Por primera vez en los 17 años que ha gobernado el PLD, la situación se puso agria. En 1996-2000, el Gobierno peledeísta fue un ensayo, un aprendizaje. Llegar al Gobierno fue en sí mismo una hazaña; sin la mano de Joaquín Balaguer no lo hubieran logrado. Perder en el 2000 no constituyó mayor trauma; en la derrota también estuvo Balaguer que, al borde de la muerte, fue nuevamente candidato.

De 2004 a 2016, el PLD gobernó a sus anchas, en condiciones sumamente auspiciosas. Hubo conflictos y demandas, ¡claro!, ¿cuándo no?, pero no hubo oposición potente ni creíble.

A partir de 2004 el PRSC entró en descomposición acelerada, y el PRD, luego de la crisis económica de 2003-2004 quedó desacreditado. La división en el 2015 coronó el poder omnímodo del PLD.

Pero en política nada es eterno, y a veces las condiciones cambian a una velocidad inesperada. El escándalo Odebrecht estropeó la zona de confort peledeísta, ¡y de qué manera!

Eso no quiere decir que en el país haya una crisis sistémica de inminente colapso político. No quiere decir tampoco que la oposición se haya recompuesto y esté en ascenso.

# Instrucciones:
Determine si cada afirmación concuerda con el texto sobre el PLD y responda sí o no, citando literalmente las palabras decisivas del texto: (a) el PLD perdió en el 2000; (b) entre 2004 y 2016 existió una oposición potente; (c) según el texto, la oposición se ha recompuesto y está en ascenso. Los registros no intervienen en esta tarea.

# Sección de datos:
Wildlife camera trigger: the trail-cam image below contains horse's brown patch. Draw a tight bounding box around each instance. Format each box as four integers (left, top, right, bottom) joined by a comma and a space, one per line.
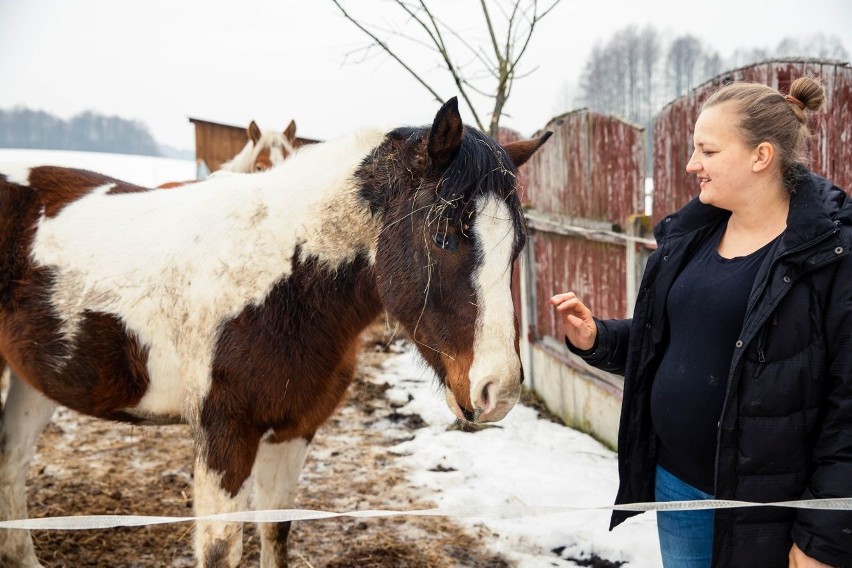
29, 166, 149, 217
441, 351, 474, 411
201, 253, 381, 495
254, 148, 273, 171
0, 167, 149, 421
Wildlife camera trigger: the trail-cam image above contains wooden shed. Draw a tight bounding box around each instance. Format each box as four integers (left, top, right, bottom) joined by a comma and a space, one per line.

# Solución:
(a) Sí: "Perder en el 2000 no constituyó mayor trauma".
(b) No: "pero no hubo oposición potente ni creíble".
(c) No: "No quiere decir tampoco que la oposición se haya recompuesto y esté en ascenso".